→ **Tarefa 1**
Transcreva fielmente o trecho do texto da página que começa em "Ali onde é o" e prossegue até "eu gostei demais.".
→ **Tarefa 2**
De acordo com o texto da página, qual era o nome do primeiro cinema conhecido por quem faz o relato?

→ **Texto da página**
----------

Ali onde é o campo de viação era uma vila que foi desapropriada. Com a construção do campo começou a vir um pessoal de Lago Santa, dos aeroportos de lá. Inclusive eu tive um cunhado que era tratorista que trabalhou nesse campo e conheceu a minha irmã trabalhando no campo.
Na infância a gente brincava de roda, pegador, tinha gangorra. Só tinha isso, não tinha mais nada. O primeiro cinema que eu conheci foi aqui no centro, isso a gente vinha de bonde e no caminho não via nada, só mato. O cinema era o Paissandu, onde hoje é a rodoviária. Eu lembro de ter assistido lá o Vento Levou, que na época eu gostei demais.

----------

→ **Entradas fornecidas**
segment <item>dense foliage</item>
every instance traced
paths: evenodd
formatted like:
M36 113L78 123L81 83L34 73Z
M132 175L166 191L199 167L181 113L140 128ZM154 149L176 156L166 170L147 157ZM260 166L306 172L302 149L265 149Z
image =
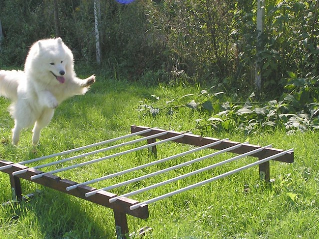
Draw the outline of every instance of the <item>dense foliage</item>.
M94 1L58 1L61 36L75 59L95 62ZM147 83L209 81L251 89L256 58L256 1L100 0L102 67ZM262 35L265 91L317 99L318 1L271 0ZM20 65L34 41L55 36L53 1L4 0L0 64Z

----------

→ **Resposta da tarefa 1**
Ali onde é o campo de viação era uma vila que foi desapropriada. Com a construção do campo começou a vir um pessoal de Lago Santa, dos aeroportos de lá. Inclusive eu tive um cunhado que era tratorista que trabalhou nesse campo e conheceu a minha irmã trabalhando no campo.
Na infância a gente brincava de roda, pegador, tinha gangorra. Só tinha isso, não tinha mais nada. O primeiro cinema que eu conheci foi aqui no centro, isso a gente vinha de bonde e no caminho não via nada, só mato. O cinema era o Paissandu, onde hoje é a rodoviária. Eu lembro de ter assistido lá o Vento Levou, que na época eu gostei demais.

→ **Resposta da tarefa 2**
O Paissandu.